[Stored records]
***
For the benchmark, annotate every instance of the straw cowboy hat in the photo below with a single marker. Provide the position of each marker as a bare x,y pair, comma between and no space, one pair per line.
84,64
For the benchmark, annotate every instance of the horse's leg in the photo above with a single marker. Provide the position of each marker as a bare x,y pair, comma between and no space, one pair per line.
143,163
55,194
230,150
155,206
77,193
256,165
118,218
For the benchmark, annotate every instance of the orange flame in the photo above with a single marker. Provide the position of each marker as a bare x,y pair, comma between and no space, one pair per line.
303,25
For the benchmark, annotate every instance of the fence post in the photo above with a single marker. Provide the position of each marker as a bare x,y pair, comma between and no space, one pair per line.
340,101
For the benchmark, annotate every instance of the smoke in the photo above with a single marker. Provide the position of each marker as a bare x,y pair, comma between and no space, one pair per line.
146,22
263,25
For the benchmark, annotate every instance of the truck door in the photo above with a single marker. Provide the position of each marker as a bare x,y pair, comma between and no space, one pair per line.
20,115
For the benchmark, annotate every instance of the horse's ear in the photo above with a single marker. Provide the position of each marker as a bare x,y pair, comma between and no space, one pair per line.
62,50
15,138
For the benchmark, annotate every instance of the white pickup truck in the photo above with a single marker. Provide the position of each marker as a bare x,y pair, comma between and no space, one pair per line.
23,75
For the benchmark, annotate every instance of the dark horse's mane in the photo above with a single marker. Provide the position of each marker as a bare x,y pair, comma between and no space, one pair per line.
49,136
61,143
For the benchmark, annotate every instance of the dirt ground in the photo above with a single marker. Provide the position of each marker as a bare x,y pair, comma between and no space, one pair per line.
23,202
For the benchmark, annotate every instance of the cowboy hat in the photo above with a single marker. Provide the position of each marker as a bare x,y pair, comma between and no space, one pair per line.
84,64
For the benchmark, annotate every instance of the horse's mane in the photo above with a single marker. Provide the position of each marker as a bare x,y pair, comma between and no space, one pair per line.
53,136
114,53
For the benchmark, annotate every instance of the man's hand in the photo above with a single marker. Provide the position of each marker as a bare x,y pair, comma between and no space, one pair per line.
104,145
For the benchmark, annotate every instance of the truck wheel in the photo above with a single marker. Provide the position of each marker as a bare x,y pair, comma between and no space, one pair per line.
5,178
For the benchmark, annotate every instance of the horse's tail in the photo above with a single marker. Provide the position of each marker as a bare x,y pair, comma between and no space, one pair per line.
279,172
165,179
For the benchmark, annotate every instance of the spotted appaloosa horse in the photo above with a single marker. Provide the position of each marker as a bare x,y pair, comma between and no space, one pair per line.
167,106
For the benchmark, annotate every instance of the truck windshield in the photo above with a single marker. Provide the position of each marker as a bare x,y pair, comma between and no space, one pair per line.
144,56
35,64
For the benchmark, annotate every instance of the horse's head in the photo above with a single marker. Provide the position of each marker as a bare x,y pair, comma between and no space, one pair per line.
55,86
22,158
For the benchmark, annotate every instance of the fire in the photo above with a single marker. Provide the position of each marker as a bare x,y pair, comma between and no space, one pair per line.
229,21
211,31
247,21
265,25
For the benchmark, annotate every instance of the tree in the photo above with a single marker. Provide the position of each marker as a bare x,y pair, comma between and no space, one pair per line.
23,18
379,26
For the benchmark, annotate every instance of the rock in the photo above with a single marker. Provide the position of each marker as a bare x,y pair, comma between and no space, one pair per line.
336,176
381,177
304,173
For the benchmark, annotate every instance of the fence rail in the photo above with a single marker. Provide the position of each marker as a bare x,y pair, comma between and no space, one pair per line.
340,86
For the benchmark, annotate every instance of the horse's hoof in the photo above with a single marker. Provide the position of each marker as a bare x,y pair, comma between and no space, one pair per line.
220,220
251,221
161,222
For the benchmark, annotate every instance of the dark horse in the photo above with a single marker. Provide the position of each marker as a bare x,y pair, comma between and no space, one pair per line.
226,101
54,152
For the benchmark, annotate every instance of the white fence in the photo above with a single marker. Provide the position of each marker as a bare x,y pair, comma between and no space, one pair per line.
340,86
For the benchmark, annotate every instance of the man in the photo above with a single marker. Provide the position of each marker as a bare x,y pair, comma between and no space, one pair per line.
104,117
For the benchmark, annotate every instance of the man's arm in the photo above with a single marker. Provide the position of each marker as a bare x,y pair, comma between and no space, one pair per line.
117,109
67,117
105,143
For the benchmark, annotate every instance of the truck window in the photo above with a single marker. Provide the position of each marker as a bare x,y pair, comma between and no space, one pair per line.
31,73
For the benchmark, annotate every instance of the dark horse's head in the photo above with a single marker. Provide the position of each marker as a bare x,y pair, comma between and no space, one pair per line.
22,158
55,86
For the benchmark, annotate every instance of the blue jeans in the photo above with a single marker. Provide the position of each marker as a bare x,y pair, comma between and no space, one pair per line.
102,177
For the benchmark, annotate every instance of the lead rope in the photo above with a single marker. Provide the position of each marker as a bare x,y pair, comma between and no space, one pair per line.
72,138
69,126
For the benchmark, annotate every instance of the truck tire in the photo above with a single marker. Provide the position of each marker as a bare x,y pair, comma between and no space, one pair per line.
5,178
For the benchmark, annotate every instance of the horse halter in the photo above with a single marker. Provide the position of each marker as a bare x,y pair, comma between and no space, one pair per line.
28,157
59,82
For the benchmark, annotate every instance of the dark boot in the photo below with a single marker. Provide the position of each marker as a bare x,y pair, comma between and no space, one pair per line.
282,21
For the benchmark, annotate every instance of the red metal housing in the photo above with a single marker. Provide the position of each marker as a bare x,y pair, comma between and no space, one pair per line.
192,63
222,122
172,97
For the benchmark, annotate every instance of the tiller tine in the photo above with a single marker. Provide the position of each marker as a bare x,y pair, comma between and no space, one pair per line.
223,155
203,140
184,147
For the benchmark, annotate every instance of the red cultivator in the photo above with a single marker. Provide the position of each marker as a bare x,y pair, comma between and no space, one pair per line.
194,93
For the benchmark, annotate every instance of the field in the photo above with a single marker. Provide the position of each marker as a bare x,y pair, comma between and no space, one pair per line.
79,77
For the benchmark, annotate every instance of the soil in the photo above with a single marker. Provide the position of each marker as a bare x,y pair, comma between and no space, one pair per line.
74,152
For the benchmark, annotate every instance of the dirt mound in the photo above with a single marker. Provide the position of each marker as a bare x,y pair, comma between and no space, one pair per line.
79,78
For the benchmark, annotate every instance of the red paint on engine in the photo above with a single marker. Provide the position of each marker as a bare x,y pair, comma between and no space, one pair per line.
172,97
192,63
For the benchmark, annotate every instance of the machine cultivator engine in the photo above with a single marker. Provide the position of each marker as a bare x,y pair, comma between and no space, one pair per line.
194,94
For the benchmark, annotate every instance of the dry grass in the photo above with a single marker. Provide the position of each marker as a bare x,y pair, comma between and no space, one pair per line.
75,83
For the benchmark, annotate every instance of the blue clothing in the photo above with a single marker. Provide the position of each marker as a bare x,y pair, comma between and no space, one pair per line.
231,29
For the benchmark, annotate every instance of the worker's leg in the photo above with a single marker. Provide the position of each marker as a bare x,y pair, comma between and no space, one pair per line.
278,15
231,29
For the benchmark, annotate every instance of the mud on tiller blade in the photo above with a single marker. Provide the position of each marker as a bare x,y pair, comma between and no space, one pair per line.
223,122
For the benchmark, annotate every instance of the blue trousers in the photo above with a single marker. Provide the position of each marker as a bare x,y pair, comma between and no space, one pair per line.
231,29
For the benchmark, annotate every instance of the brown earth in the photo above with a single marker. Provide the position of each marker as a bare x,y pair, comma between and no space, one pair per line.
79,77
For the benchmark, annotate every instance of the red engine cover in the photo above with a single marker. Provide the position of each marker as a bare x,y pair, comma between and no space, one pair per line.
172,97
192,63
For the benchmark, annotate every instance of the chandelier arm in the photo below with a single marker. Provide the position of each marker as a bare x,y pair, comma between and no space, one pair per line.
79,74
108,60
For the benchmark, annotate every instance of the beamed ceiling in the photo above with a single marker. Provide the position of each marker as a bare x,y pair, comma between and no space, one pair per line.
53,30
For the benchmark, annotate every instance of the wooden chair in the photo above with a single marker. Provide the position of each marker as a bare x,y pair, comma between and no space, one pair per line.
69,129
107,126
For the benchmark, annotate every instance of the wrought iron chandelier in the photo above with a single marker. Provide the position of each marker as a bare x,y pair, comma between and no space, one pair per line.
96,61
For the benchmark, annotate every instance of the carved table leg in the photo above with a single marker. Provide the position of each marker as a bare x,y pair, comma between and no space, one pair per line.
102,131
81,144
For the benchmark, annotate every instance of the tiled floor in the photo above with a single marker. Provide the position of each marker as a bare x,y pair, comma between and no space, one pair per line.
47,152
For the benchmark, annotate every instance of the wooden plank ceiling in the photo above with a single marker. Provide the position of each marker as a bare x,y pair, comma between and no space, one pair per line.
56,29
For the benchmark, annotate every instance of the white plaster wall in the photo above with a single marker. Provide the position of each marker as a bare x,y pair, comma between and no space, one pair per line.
***
# Given exercise:
Only the lines from the one containing "For the benchmark, annotate every instance of the carved" through the end of the material should be reproduced, exactly, with both ends included.

# Expected answer:
For the benchmark, annotate every instance of the carved table leg in the photo above with a single marker. Provide the position of each marker as a bare x,y pair, comma between and no space, one pair per line.
102,131
81,144
For the benchmark, annotate every instance of the tiled floor in the photo above with a single marker. Provide the position of each marker as a bare x,y pair, comma between and no space, one pair per line.
47,152
For the benchmark, annotate every instance of the wooden plank ceiling in the photo above with a single marker. Provide the position of each marker as a bare x,y pair, comma between and no space, one pair per line.
56,29
For the benchmark, annotate every instance of the white plaster wall in the photo above with a single marker. Provide the position of each marker as a bare x,y pair, comma between and no space, one pair per line.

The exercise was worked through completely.